▶ **Objetivo de la tarea**
Prosigue el fragmento sobre la vida muelle y la guerra como estímulo de la voluntad a partir de su última oración.

▶ **Fragmento**
Las citas que incluyo más adelante
las he utilizado más de una vez. Vuelvo a hacerlo porque muestran una paradoja algo
dolorosa que atañe a la actitud que tenemos ante la vida. La vida muelle
amuerma; la vida activa, la resolución de dificultades, el esfuerzo físico o
mental revitaliza, robustece la voluntad. La primera cita se encuentra en La
forja de un rebelde, de Arturo Barea; el contexto son los años jóvenes de
Barea durante nuestra Guerra Civil. Dice así: “La guerra ha arrancado a España
de su parálisis, ha sacado a la gente de sus casas donde se estaban
convirtiendo en momias...” ”Seremos los más fuertes, mucho más fuertes que
nunca, porque se nos habrá despertado la voluntad”. La posibilidad de que los
pueblos eviten convertirse en momias corre, según Barea, peligrosamente de la
mano de hechos llamados a exterminar a una parte importante de la población; el
dolor, la muerte, los sufrimientos indecibles como estimuladores de nuestras
capacidades, la guerra convertida en incentivo para resucitar la voluntad; el instinto
de vida, adormecido tiempo atrás, propulsado, exacerbado ante la cercanía del
instinto de muerte.

▶ **Registros proporcionados**
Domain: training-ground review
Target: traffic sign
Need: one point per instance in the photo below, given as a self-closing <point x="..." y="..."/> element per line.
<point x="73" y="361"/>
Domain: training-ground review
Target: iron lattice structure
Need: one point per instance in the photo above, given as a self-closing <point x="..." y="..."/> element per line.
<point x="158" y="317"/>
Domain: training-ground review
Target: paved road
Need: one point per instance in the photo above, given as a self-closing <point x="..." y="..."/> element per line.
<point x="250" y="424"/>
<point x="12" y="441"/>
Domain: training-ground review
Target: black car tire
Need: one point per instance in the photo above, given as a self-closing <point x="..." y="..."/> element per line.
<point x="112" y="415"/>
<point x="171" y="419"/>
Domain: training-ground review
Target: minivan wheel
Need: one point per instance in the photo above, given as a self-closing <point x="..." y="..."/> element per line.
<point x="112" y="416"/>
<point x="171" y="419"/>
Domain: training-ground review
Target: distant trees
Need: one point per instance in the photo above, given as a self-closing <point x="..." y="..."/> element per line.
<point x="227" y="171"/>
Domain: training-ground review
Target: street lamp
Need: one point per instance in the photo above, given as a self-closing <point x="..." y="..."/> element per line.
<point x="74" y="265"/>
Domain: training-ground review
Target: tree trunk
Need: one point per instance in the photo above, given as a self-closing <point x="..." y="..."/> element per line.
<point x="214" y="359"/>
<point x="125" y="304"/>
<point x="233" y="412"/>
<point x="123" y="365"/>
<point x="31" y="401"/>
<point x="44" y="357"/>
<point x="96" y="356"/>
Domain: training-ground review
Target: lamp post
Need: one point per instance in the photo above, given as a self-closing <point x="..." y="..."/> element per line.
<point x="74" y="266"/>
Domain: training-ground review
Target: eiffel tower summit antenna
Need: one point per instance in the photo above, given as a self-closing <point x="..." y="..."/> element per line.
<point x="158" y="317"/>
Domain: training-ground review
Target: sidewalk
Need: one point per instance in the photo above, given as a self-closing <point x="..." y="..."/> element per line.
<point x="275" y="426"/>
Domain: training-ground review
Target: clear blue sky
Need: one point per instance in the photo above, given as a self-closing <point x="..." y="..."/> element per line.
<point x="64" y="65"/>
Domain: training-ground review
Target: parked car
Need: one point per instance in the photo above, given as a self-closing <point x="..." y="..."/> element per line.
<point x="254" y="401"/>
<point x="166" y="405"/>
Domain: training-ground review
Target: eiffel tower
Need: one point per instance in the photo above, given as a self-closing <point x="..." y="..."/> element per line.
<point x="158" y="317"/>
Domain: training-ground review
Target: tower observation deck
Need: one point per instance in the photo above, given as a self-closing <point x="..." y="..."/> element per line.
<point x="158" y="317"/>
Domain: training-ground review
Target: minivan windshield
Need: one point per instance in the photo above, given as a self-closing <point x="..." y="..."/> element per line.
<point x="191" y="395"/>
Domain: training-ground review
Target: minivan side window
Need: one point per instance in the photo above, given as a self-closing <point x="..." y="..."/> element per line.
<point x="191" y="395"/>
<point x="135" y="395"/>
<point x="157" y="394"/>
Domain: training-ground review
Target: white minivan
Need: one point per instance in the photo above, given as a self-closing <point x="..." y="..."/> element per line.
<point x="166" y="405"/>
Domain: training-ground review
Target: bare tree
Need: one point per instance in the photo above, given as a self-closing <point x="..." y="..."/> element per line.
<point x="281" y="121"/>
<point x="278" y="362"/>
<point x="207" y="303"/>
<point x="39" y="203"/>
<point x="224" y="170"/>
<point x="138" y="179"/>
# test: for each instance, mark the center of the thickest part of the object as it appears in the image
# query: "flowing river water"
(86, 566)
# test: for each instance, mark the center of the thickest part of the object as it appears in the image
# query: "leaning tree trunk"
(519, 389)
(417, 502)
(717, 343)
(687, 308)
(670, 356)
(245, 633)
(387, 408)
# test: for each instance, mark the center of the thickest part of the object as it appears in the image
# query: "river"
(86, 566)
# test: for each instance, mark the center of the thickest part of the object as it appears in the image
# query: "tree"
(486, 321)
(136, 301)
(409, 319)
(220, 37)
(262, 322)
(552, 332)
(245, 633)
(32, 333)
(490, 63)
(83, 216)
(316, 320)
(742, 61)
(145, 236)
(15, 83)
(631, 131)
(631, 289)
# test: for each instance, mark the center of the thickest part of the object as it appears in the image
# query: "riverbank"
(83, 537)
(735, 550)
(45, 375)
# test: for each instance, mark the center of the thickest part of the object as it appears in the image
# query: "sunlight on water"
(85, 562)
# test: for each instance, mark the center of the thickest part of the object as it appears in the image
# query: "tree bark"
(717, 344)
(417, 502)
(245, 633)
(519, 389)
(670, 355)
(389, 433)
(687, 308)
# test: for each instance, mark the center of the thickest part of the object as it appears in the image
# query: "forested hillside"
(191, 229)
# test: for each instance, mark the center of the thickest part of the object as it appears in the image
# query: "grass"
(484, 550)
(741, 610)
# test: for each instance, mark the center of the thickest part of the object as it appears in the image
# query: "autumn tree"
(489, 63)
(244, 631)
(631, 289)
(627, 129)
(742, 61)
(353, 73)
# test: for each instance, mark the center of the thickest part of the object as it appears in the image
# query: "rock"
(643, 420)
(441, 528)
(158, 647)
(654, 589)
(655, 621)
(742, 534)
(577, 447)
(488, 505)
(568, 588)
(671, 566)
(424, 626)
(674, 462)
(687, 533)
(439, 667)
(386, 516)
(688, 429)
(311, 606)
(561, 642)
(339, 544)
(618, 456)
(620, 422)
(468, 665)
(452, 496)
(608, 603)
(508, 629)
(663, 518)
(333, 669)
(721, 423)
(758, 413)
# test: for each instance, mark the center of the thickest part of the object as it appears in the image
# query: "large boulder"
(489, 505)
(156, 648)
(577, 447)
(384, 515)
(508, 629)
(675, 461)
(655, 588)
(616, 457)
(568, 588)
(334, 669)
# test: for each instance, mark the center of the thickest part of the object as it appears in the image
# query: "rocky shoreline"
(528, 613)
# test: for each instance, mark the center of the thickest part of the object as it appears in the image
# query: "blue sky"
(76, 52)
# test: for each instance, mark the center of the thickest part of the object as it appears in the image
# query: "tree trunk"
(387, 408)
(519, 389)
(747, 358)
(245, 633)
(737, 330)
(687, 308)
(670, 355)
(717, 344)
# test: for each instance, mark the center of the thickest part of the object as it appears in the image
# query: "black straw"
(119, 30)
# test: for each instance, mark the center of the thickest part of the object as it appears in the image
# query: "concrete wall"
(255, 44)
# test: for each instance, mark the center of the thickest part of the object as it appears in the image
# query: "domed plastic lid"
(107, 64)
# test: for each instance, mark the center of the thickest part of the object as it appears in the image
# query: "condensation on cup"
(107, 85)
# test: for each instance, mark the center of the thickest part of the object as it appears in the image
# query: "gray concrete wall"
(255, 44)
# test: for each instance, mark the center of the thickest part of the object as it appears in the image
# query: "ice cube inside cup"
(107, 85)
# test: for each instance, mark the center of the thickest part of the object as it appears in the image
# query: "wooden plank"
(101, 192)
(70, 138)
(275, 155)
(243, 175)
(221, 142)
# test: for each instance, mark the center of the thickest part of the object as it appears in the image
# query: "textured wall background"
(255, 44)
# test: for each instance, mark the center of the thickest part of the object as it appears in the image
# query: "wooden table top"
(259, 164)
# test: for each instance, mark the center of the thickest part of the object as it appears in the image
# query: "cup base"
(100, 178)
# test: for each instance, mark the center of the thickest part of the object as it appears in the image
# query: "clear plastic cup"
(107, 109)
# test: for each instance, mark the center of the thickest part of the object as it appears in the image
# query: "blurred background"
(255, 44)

▶ **Resultado de la tarea**
La vida es más patente e intensa en
aquellos que se exponen al riesgo de perderla. Esa era la filosofía de los
escaladores de montañas, los exploradores, los pioneros de toda condición. Es
más que probable que los conquistadores y exploradores de todos los tiempos necesitaran
la huera disculpa del oro, el poder o la gloria, para dar satisfacción a otras
necesidades más profundas que ellos mismos acaso eran incapaces de concretar.
Cuando no sabemos nombrar la propia efervescencia interior es fácil que ésta
tome el aspecto de sentimientos comunes y vulgares que parecen bogar por
encontrar su puesto en el prestigio social, pero que sin embargo esconden un insaciable
deseo de búsqueda de uno mismo a través de la confrontación con los peligros y
las aventuras que la conquista ponía ante ellos. La guerra había puesto de
nuevo a la población frente a las pasiones elementales, frente a la necesidad,
el individuo había tenido que emplear para vivir esa parte adormecida de su
inteligencia y de su creatividad que vivía arropada por el espíritu gregario
que la vida social va suministrando poco a poco en reducidas dosis a modo de
veneno de efecto retardado.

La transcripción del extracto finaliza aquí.